** START OF Records shown **
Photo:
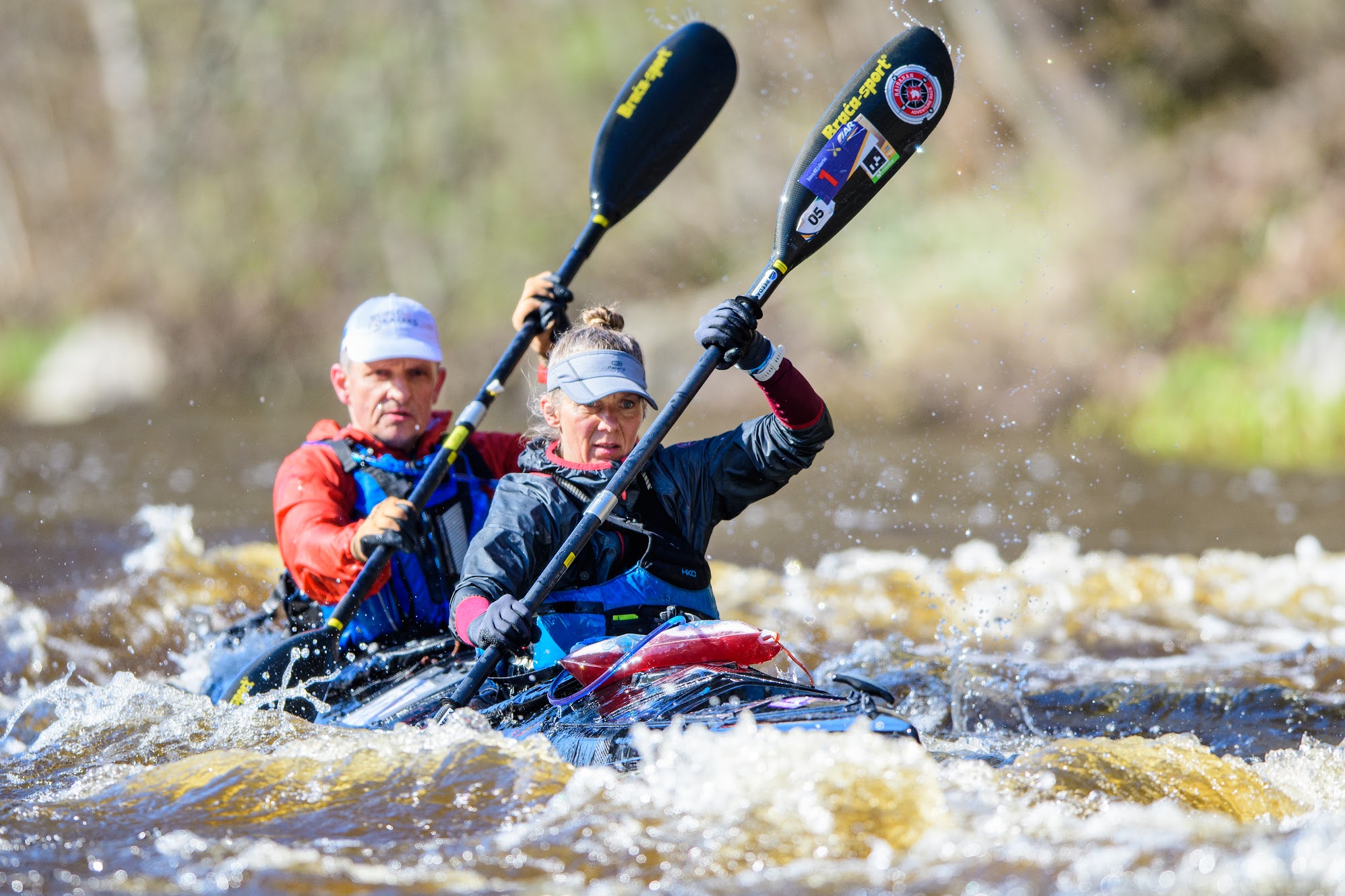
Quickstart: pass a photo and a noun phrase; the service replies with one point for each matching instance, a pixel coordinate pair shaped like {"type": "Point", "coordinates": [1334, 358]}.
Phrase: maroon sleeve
{"type": "Point", "coordinates": [792, 399]}
{"type": "Point", "coordinates": [499, 451]}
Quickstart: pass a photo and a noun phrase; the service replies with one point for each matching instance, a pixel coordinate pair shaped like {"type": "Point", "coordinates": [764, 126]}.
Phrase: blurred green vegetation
{"type": "Point", "coordinates": [1274, 396]}
{"type": "Point", "coordinates": [1118, 191]}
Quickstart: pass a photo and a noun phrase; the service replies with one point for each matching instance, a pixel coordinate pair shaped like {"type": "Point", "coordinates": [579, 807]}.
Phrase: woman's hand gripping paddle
{"type": "Point", "coordinates": [869, 131]}
{"type": "Point", "coordinates": [660, 113]}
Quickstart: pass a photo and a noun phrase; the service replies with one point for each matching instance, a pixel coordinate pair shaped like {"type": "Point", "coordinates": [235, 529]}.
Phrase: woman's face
{"type": "Point", "coordinates": [603, 431]}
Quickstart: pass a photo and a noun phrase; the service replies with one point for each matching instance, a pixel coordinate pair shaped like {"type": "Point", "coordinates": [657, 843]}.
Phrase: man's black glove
{"type": "Point", "coordinates": [505, 625]}
{"type": "Point", "coordinates": [732, 326]}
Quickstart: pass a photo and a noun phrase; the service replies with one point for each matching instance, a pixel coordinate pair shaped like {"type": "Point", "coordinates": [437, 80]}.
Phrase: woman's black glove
{"type": "Point", "coordinates": [732, 327]}
{"type": "Point", "coordinates": [505, 625]}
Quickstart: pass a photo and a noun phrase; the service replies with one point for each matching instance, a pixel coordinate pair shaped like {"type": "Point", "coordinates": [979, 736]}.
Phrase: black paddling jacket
{"type": "Point", "coordinates": [695, 486]}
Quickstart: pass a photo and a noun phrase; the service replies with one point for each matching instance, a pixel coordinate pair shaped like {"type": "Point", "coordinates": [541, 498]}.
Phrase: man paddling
{"type": "Point", "coordinates": [342, 492]}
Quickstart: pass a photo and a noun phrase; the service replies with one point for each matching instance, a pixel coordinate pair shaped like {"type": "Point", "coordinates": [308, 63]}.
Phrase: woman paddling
{"type": "Point", "coordinates": [649, 560]}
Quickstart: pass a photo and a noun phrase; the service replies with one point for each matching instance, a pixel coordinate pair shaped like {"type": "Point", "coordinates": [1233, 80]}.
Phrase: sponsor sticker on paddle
{"type": "Point", "coordinates": [857, 144]}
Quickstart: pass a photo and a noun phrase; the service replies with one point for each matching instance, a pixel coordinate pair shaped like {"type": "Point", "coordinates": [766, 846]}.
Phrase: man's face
{"type": "Point", "coordinates": [390, 400]}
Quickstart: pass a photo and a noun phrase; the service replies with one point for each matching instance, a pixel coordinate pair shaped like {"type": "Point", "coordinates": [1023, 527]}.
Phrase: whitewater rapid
{"type": "Point", "coordinates": [1091, 722]}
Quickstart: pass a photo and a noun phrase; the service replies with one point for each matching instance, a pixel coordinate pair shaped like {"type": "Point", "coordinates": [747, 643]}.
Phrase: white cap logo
{"type": "Point", "coordinates": [390, 327]}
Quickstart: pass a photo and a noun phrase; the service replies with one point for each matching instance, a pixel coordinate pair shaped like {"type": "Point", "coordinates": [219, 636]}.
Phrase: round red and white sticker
{"type": "Point", "coordinates": [914, 93]}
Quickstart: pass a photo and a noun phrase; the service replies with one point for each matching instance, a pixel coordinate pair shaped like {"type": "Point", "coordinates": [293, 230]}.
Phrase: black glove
{"type": "Point", "coordinates": [505, 625]}
{"type": "Point", "coordinates": [732, 327]}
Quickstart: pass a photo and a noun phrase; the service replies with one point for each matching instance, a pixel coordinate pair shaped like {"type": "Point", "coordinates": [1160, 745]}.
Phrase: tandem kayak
{"type": "Point", "coordinates": [592, 726]}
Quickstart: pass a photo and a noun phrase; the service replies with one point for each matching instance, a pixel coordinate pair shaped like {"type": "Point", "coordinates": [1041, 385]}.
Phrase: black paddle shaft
{"type": "Point", "coordinates": [602, 506]}
{"type": "Point", "coordinates": [877, 121]}
{"type": "Point", "coordinates": [668, 102]}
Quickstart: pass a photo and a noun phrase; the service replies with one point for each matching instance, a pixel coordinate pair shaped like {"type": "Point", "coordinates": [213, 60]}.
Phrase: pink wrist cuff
{"type": "Point", "coordinates": [468, 610]}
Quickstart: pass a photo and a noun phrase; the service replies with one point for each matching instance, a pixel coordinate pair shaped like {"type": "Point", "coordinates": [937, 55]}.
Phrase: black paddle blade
{"type": "Point", "coordinates": [658, 116]}
{"type": "Point", "coordinates": [313, 654]}
{"type": "Point", "coordinates": [868, 132]}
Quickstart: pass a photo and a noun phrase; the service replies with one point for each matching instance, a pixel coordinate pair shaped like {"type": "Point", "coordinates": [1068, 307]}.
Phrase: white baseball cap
{"type": "Point", "coordinates": [390, 326]}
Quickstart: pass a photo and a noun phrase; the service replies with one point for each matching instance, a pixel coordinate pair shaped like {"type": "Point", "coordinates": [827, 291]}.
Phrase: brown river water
{"type": "Point", "coordinates": [1130, 678]}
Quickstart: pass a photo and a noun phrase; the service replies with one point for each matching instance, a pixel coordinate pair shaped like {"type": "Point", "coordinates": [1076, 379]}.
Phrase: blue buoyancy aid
{"type": "Point", "coordinates": [416, 598]}
{"type": "Point", "coordinates": [669, 573]}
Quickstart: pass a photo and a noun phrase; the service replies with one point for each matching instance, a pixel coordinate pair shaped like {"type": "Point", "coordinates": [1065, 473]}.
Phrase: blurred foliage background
{"type": "Point", "coordinates": [1131, 221]}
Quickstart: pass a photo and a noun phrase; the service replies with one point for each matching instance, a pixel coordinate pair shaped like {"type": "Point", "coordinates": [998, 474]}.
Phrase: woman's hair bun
{"type": "Point", "coordinates": [603, 317]}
** END OF Records shown **
## Problem to solve
Transcribe the full listing above exactly as it stands, minus the pictures.

## Result of this task
Photo:
Quickstart: pass a photo and a noun phrase; the service replies with one point for each matching instance, a pixel coordinate pair shaped like {"type": "Point", "coordinates": [1334, 358]}.
Phrase: maroon sleeve
{"type": "Point", "coordinates": [792, 399]}
{"type": "Point", "coordinates": [499, 451]}
Quickstart: pass a photo and a noun phrase; the service replies with one point for each matching instance, a pixel coordinate pair shaped like {"type": "Point", "coordinates": [764, 126]}.
Phrase: blurred green vegetation
{"type": "Point", "coordinates": [1274, 396]}
{"type": "Point", "coordinates": [1118, 191]}
Quickstart: pass a photo and a noun phrase; the service replies with one point for each matching instance, a pixel coordinate pair shaped like {"type": "Point", "coordinates": [579, 807]}.
Phrase: woman's hand gripping paddle
{"type": "Point", "coordinates": [869, 131]}
{"type": "Point", "coordinates": [660, 113]}
Quickstart: pass a photo and a noun phrase; the service replies with one point for each matching instance, a pixel coordinate pair shaped like {"type": "Point", "coordinates": [235, 529]}.
Phrase: woman's face
{"type": "Point", "coordinates": [603, 431]}
Quickstart: pass a photo and a noun phrase; the service replies with one point for each matching instance, a pixel coordinate pair shaped like {"type": "Point", "coordinates": [657, 843]}.
Phrase: man's black glove
{"type": "Point", "coordinates": [505, 625]}
{"type": "Point", "coordinates": [732, 326]}
Quickstart: pass a photo and a noun phrase; the service replies with one point for each matching instance, a pixel coordinate pair shaped like {"type": "Point", "coordinates": [437, 80]}.
Phrase: woman's black glove
{"type": "Point", "coordinates": [732, 327]}
{"type": "Point", "coordinates": [505, 625]}
Quickstart: pass a photo and a noun phrase; the service replies with one point for each matching instance, a pixel coordinate pair shaped like {"type": "Point", "coordinates": [979, 736]}.
Phrase: black paddling jacket
{"type": "Point", "coordinates": [695, 486]}
Quickstart: pass a photo and a noun phrase; the service replies with one point for each matching instance, a pixel coordinate pair shaped like {"type": "Point", "coordinates": [541, 498]}.
Phrase: man paddling
{"type": "Point", "coordinates": [342, 492]}
Quickstart: pass a photo and a noun phrase; the service replies with one point for each matching instance, a pixel coordinate pair shaped like {"type": "Point", "coordinates": [308, 63]}.
Phrase: woman paddling
{"type": "Point", "coordinates": [649, 560]}
Quickstart: pass a photo and a noun phrase; the service replies with one point for each matching instance, a pixel coordinate pair shaped like {"type": "Point", "coordinates": [1233, 80]}.
Phrase: sponsor sticker on paddle
{"type": "Point", "coordinates": [857, 144]}
Quickstart: pass a photo and a noun phrase; the service replies with one point for each matching instance, a pixel coordinate pair shaped like {"type": "Point", "coordinates": [766, 846]}.
Phrase: man's face
{"type": "Point", "coordinates": [390, 400]}
Quickstart: pass a photo and a noun phrase; the service replies with one point for each matching instance, a pixel coordinate pair shaped like {"type": "Point", "coordinates": [1023, 527]}.
Phrase: whitewater rapid
{"type": "Point", "coordinates": [1091, 722]}
Quickstart: pass a photo and a noun phrase; the service replies with one point for each matching instance, a pixel coordinate pair shaped like {"type": "Point", "coordinates": [747, 643]}.
Phrase: white cap logo
{"type": "Point", "coordinates": [390, 327]}
Quickstart: pass a photo and a noun phrase; the service replies with one point for each matching instance, a pixel coordinate pair shaped like {"type": "Point", "coordinates": [219, 636]}.
Phrase: round red and white sticker
{"type": "Point", "coordinates": [914, 93]}
Quickstart: pass a photo and a noun phrase; the service replies with one point for each matching instance, a pixel coordinate pair shaped like {"type": "Point", "coordinates": [293, 230]}.
Phrase: black glove
{"type": "Point", "coordinates": [505, 625]}
{"type": "Point", "coordinates": [732, 327]}
Quickstart: pass a photo and a noun phrase; the service replies with one point for each matching instance, a pixel coordinate pair shaped like {"type": "Point", "coordinates": [1160, 745]}.
Phrase: tandem kayak
{"type": "Point", "coordinates": [592, 726]}
Quickstart: pass a photo and a noun phrase; the service replies with one point for each matching instance, a pixel coordinate pair shaped like {"type": "Point", "coordinates": [1041, 385]}.
Phrase: black paddle shaft
{"type": "Point", "coordinates": [602, 506]}
{"type": "Point", "coordinates": [877, 121]}
{"type": "Point", "coordinates": [668, 102]}
Quickstart: pass a photo and a noun phrase; the service replies with one point for each matching instance, a pixel coordinate pair shaped like {"type": "Point", "coordinates": [213, 60]}.
Phrase: pink wrist cuff
{"type": "Point", "coordinates": [468, 610]}
Quickstart: pass a photo and a noun phrase; the service replies with one point for each matching instance, a pixel coordinate pair shaped like {"type": "Point", "coordinates": [937, 55]}.
Phrase: black paddle blade
{"type": "Point", "coordinates": [658, 116]}
{"type": "Point", "coordinates": [313, 654]}
{"type": "Point", "coordinates": [868, 132]}
Quickstart: pass a photo and a noun phrase; the service replies with one point for each matching instance, a pixel coordinate pair shaped like {"type": "Point", "coordinates": [1068, 307]}.
Phrase: white baseball cap
{"type": "Point", "coordinates": [390, 326]}
Quickstart: pass a photo and a noun phrase; the service replies with one point for each matching instance, a pixel coordinate pair shaped like {"type": "Point", "coordinates": [827, 291]}.
Phrase: brown river water
{"type": "Point", "coordinates": [1130, 678]}
Quickstart: pass a photo and a noun phrase; the service replies with one point for each matching instance, a pixel coordinate pair shaped like {"type": "Point", "coordinates": [1076, 379]}.
Phrase: blue buoyancy aid
{"type": "Point", "coordinates": [416, 598]}
{"type": "Point", "coordinates": [669, 573]}
Quickstart: pass a photo and a noun phrase; the service replies with one point for each matching instance, a pixel coordinate pair shaped like {"type": "Point", "coordinates": [1065, 473]}.
Phrase: blurred foliage background
{"type": "Point", "coordinates": [1131, 221]}
Quickstart: pass a photo and a noun phrase; the service replies with one point for each matching instance, a pixel coordinate pair shaped like {"type": "Point", "coordinates": [998, 474]}.
Phrase: woman's hair bun
{"type": "Point", "coordinates": [603, 317]}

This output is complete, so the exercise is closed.